解くべき課題:
- A) 報知処理に関する本文に出てくる、「装置」で終わる名称をすべて挙げてください。
- B) 報知処理に関する本文について、最後の文の後に続く文章を書いてください。

抜粋本文:
*-*-*
第1の報知処理は、第1の扉が開放されている旨を第1の側に報知する処理であってよく、第2の報知処理は、第2の扉が開放されている旨を第2の側に報知する処理であってよい。その場合、第1の側に報知する処理は、第1の側に設けられた第1の表示装置に表示する処理であってよく、第2の側に報知する処理は、第2の側に設けられた第2の表示装置に表示する処理であってよい。
制御部は、第1の扉が閉鎖されている場合に、第1の扉が所定時間以上開放されていたことがあれば、その旨を報知する第3の報知処理を行うように制御する、ものであってよい。
制御部は、第1の報知処理を行ってから所定時間以内に第1の扉が閉鎖されない場合に、第2の報知処理を行うように制御する、ものであってよい。
第1の側は、金融機関のATMコーナー側であってよく、第2の側は、金融機関のバックヤード側であってよく、第1の報知処理は、第1の扉が開放されている旨を、金融機関との間で物品を授受する授受業者に関連する授受業者装置に報知する処理であってよく、第2の報知処理は、第2の扉が開放されている旨を、金融機関に関連する金融機関装置に報知する処理であってよい。
*-*-*
物体の出現位置に関するデータセットの行
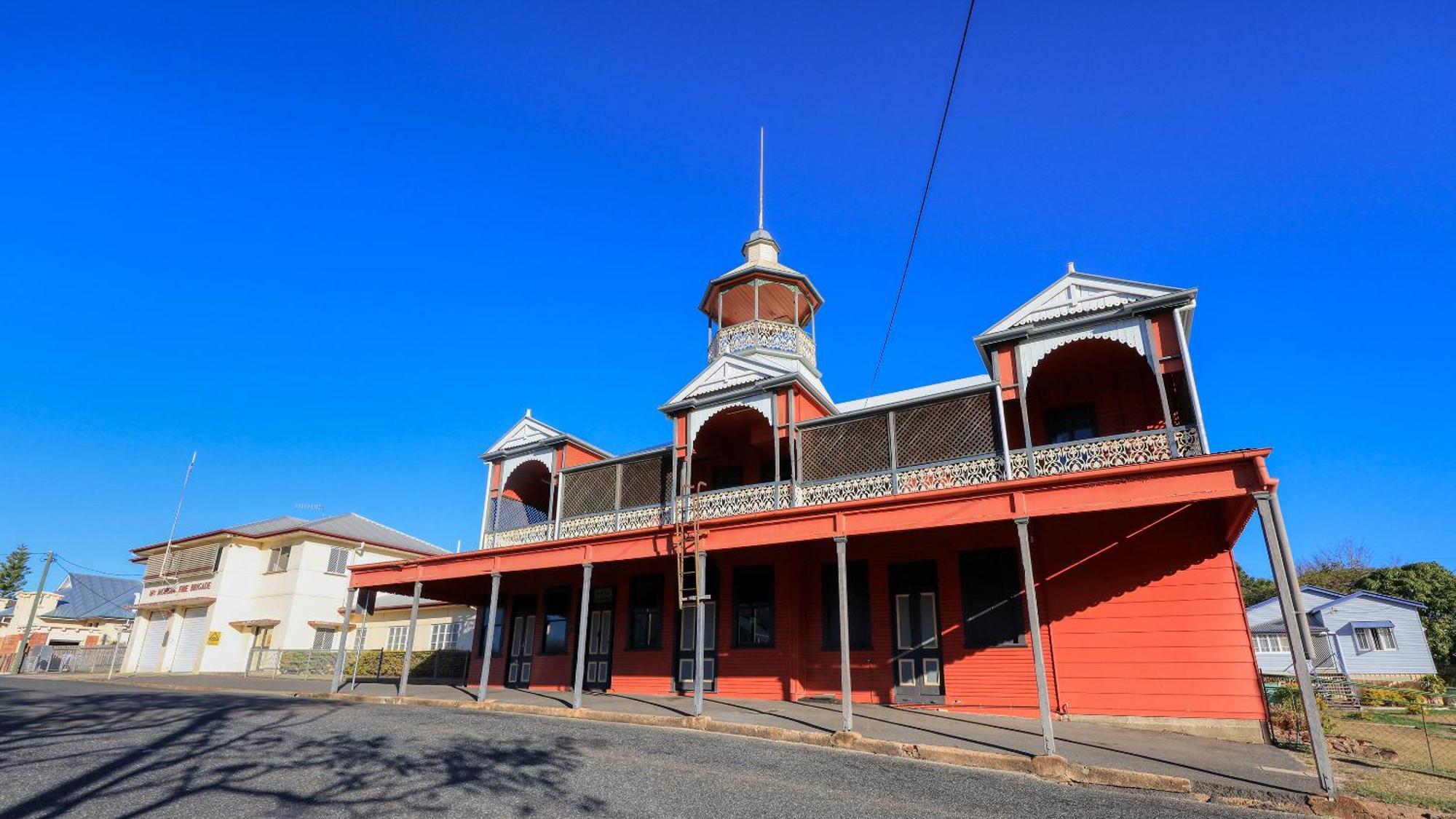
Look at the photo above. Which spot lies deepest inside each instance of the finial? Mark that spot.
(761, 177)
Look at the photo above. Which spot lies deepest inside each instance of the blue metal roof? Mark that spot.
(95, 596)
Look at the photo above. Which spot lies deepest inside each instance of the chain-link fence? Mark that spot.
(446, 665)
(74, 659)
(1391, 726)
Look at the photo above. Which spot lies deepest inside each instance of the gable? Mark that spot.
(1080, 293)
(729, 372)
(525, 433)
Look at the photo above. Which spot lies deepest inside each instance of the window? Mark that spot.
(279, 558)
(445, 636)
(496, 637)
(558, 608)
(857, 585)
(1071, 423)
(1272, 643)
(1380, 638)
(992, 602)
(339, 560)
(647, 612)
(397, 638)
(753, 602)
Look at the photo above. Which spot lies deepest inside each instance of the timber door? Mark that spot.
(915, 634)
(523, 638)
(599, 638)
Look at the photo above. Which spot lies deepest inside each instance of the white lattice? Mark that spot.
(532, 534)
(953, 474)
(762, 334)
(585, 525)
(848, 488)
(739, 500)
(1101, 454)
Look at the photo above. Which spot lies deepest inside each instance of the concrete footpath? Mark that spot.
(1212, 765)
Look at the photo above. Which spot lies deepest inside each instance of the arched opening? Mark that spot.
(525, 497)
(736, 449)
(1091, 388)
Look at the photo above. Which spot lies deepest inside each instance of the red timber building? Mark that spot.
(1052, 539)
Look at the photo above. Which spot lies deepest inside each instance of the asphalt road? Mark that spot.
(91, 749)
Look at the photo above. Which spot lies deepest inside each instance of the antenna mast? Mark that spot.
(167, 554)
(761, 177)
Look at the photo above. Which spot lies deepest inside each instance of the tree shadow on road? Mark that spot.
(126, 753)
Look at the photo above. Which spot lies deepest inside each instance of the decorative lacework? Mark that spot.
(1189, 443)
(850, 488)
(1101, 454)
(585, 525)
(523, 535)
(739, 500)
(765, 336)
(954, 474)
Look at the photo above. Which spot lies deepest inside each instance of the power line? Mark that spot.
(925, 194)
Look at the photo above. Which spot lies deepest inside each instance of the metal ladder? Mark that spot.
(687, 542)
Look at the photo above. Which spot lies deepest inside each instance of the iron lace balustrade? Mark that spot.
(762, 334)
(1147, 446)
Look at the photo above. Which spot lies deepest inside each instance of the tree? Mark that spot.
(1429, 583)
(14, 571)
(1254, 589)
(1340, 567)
*-*-*
課題ごとの結果:
- A) 第1の表示装置、第2の表示装置、授受業者装置、金融機関装置の4つです。

- B)
その場合、第1の報知処理は、金融機関の金庫装置が設置された店舗に金融機関の職員が滞在していれば、第1の扉が開放されている旨を、金融機関装置に報知する処理であってよい。
また、授受業者装置は、授受業者の職員が視認可能な第1の表示装置、授受業者の職員が所持する第1の携帯端末装置、及び、授受業者を管理する第1の管理装置の少なくとも1つであってよく、金融機関装置は、金融機関の職員が視認可能な第2の表示装置、金融機関の職員が所持する第2の携帯端末装置、金融機関の金庫装置が設置された店舗を管理する第2の管理装置、及び、金融機関の複数の店舗を管理する第3の管理装置の少なくとも1つであってよい。その場合、第1の報知処理は、第1の扉が開放されている旨を、第1の扉が開放されてから所定時間経過前であれば、第1の表示装置及び第1の携帯端末装置の少なくとも1つに報知し、第1の扉が開放されてから所定時間経過後であれば、第1の管理装置に報知する処理であってよい。また、第2の報知処理は、第2の扉が開放されている旨を、第2の扉が開放されてから所定時間経過前であれば、第2の表示装置、第2の携帯端末装置、及び第2の管理装置の少なくとも1つに報知し、第2の扉が開放されてから所定時間経過後であれば、第3の管理装置に報知する処理であってよい。
【0007】
また、本発明は、金庫装置と、金庫装置の外部にある第1の外部装置と、金庫装置の外部にある第1の外部装置とは異なる第2の外部装置とを備え、金庫装置は、第1の側に設けられた第1の扉と、第1の側とは反対側の第2の側に設けられた第2の扉と、第1の扉が開放されている場合に、その旨を第1の外部装置に報知する第1の報知処理を行うように制御し、第2の扉が開放されている場合に、その旨を第2の外部装置に報知する第2の報知処理を行うように制御する制御部とを備える、金庫システムも提供する。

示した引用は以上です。